#### WHAT YOU WILL DO:
Transcribe the lines below verbatim, skipping the images.

(Saved data entries)
=====

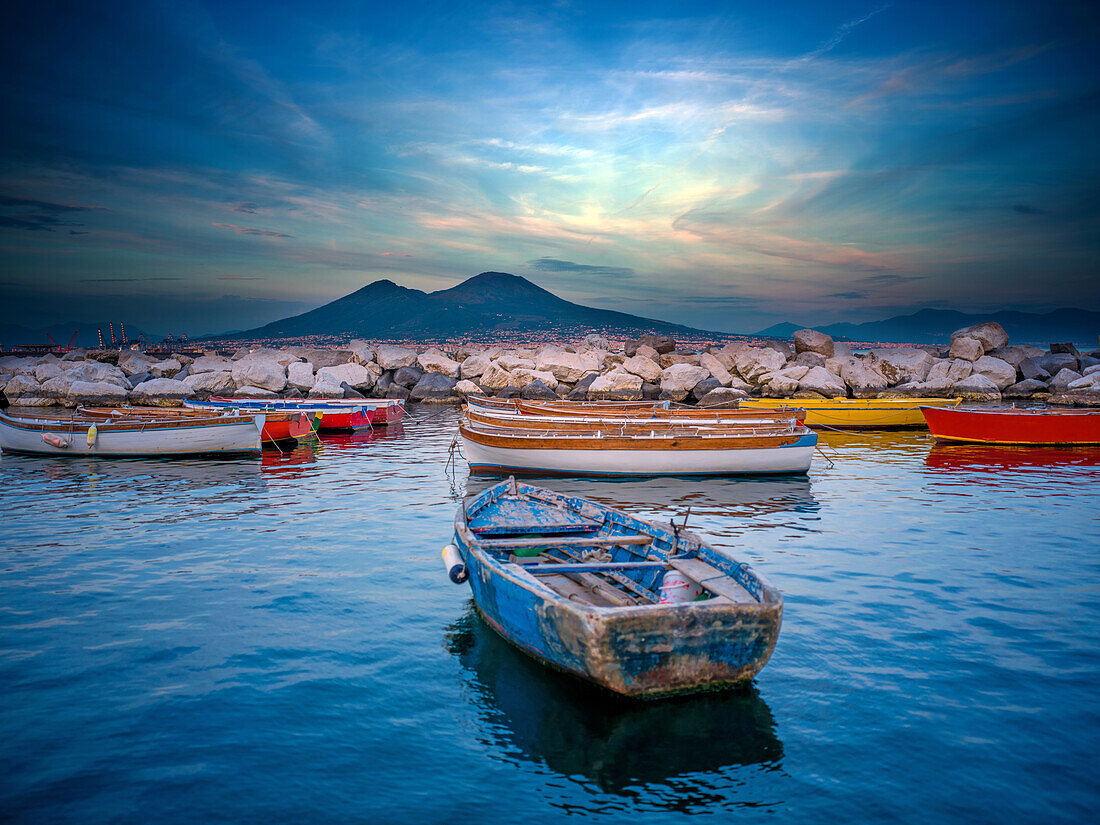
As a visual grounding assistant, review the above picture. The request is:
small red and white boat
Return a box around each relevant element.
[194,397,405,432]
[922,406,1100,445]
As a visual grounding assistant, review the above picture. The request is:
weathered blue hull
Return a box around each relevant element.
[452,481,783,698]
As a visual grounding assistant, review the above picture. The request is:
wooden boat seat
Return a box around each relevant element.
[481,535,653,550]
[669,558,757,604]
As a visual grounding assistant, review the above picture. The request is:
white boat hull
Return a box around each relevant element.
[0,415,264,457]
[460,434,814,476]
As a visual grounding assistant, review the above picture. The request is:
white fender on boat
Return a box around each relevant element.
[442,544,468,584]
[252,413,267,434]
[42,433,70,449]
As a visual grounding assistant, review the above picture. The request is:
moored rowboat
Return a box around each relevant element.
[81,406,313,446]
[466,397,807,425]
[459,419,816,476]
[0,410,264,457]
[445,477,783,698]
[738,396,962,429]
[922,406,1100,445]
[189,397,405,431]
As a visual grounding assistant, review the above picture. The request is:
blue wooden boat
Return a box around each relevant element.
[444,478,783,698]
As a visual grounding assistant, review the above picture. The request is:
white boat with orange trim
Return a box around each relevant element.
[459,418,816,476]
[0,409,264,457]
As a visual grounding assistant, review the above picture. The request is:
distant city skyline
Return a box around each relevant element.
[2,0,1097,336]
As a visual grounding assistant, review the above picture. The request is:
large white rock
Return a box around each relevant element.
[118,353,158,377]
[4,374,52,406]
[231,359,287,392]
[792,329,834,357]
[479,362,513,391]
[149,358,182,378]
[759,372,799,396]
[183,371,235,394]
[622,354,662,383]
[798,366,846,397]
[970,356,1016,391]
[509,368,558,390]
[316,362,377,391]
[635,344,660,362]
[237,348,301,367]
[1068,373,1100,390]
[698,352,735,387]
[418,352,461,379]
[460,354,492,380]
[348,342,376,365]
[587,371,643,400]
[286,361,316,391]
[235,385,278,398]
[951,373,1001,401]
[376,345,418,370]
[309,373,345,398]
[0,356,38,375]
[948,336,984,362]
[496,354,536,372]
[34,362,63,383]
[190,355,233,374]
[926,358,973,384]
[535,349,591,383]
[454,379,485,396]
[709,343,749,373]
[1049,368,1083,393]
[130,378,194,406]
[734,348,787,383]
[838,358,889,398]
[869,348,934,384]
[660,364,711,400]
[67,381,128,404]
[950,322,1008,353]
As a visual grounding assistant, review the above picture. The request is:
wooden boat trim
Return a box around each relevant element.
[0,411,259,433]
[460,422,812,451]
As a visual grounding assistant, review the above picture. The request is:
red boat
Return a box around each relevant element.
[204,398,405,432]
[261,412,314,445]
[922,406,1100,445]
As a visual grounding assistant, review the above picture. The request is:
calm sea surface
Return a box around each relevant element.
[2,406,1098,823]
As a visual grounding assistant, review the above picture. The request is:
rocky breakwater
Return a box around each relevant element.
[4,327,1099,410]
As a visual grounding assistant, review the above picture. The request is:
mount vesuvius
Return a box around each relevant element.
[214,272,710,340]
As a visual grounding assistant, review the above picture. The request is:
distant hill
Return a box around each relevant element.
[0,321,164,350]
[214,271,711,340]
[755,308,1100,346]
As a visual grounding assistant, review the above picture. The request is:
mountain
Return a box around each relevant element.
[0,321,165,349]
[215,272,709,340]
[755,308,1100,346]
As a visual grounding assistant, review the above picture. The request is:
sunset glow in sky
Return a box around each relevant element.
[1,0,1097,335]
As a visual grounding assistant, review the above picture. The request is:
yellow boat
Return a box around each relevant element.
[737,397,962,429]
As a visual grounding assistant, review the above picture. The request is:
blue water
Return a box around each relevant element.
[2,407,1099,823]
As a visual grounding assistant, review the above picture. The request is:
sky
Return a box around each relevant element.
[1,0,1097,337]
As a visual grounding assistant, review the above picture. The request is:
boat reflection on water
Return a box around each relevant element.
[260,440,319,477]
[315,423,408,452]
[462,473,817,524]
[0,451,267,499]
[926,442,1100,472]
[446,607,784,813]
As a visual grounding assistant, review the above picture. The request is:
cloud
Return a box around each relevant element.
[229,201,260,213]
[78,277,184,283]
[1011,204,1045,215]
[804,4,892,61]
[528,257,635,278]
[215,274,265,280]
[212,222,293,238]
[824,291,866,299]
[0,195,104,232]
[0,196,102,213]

=====

#### SOLUTION FOR THIS TASK:
As a visual grounding assistant, review the above picture. The request is:
small red and white boat
Return a box around each relevant element.
[194,397,405,432]
[922,406,1100,445]
As a visual grounding assistant, review the above picture. The request is:
weathered blue hull
Return a box around each relevant element.
[452,481,783,698]
As a visual grounding assistant, review the above picture. The request is:
wooden boat seat
Return a box around each relevant element.
[481,535,653,550]
[669,558,757,604]
As a visual grounding assistant, review the above picture. The request is:
white boat hull
Return a box around each relevant element.
[0,415,264,457]
[460,434,814,476]
As a visual grounding assistant, review the above picture. The request is:
white fender on boat
Return a box around each relevant element.
[442,544,468,584]
[252,413,267,434]
[42,433,70,449]
As a visual grounding assistant, review the above picture. The request is:
moored rowboat
Return a box around each relevant element.
[81,406,313,446]
[466,397,807,425]
[459,419,816,476]
[0,410,264,457]
[445,477,783,698]
[738,396,962,429]
[922,406,1100,445]
[189,397,405,431]
As a visual grounding assistant, review the above picture. The request is:
blue wooden boat
Return a box around each relevant element.
[444,478,783,698]
As a visual grounding assistant, review the above picture. The request is:
white boat with orange trim
Return a box around each relevant element.
[459,418,816,476]
[0,409,264,457]
As a visual grounding assistant, review the above picture. The request is:
distant city skyline
Return a box around each relevant element.
[2,0,1097,336]
As a visual grounding assistant, review the above picture. The request is:
large white rock
Return a box around each relevant element.
[118,353,158,377]
[4,374,52,406]
[231,359,287,392]
[792,329,834,357]
[479,362,513,391]
[149,358,182,378]
[759,372,799,396]
[183,371,235,394]
[622,354,662,383]
[798,366,846,397]
[970,356,1016,391]
[509,368,558,390]
[316,362,377,391]
[635,344,660,362]
[237,348,301,367]
[1068,373,1100,390]
[698,352,735,387]
[418,352,461,379]
[460,354,492,380]
[348,342,376,365]
[587,371,643,400]
[286,361,316,391]
[235,385,278,398]
[951,373,1001,401]
[376,345,418,370]
[309,373,345,398]
[0,356,38,375]
[948,336,984,362]
[496,354,536,372]
[34,362,63,383]
[190,355,233,374]
[926,358,973,384]
[535,349,591,383]
[454,379,485,396]
[709,343,749,373]
[1049,368,1083,393]
[130,378,194,406]
[734,348,787,383]
[838,358,889,398]
[869,348,934,384]
[660,364,711,400]
[67,381,128,404]
[950,322,1008,353]
As a visual grounding assistant, review the above picture. The request is:
wooden boat trim
Return a box around each relevant element.
[0,411,259,433]
[460,422,812,451]
As a visual grounding assistant, review the above picture. The request is:
red boat
Return a box around each relevant element.
[204,398,405,432]
[261,412,314,445]
[922,406,1100,445]
As a visual grounding assistant, review the above picture. The request is:
calm sea surface
Return a box around each relevant element.
[2,406,1098,823]
As a visual grounding assistant, review the above picture. The request is:
rocky breakwater
Return a box around each relevant element.
[4,327,1099,410]
As a visual grounding assistant, review the above picture. The request is:
mount vesuvius
Return a box around each relevant element.
[214,272,710,340]
As a visual grounding assistant, review the above picture. The request is:
distant hill
Return a box around each relevant element.
[0,321,164,350]
[214,271,711,340]
[755,308,1100,346]
As a visual grounding assistant, review the above picture. The request is:
mountain
Return a box around each relevant element.
[0,321,165,349]
[215,272,709,340]
[755,308,1100,346]
As a visual grounding assistant, review the above picture. The request is:
sunset glow in sky
Return a box around each relevant element.
[1,0,1097,335]
As a visual grounding assistant, review the above picture. The request is:
yellow boat
Return a box around each relevant element.
[737,397,962,429]
As a visual grounding assistant, review the above picture. The request is:
blue water
Return a box around each relevant element.
[2,407,1099,823]
As a visual grounding assistant, review the above picture. The request is:
sky
Return a box around each relevant element.
[1,0,1097,337]
As a visual grounding assistant, review the above picture. The request is:
boat reflection on water
Return a box around each relevant element.
[260,440,319,477]
[315,423,408,452]
[462,473,817,524]
[0,451,267,499]
[926,442,1100,472]
[446,607,784,813]
As a visual grounding assistant, review the above picture. The request is:
cloud
Return a box around each relevant element.
[229,201,260,213]
[78,277,184,283]
[1011,204,1045,215]
[804,4,892,61]
[528,257,635,278]
[215,274,265,280]
[212,222,293,238]
[824,291,866,299]
[0,195,104,232]
[0,196,102,213]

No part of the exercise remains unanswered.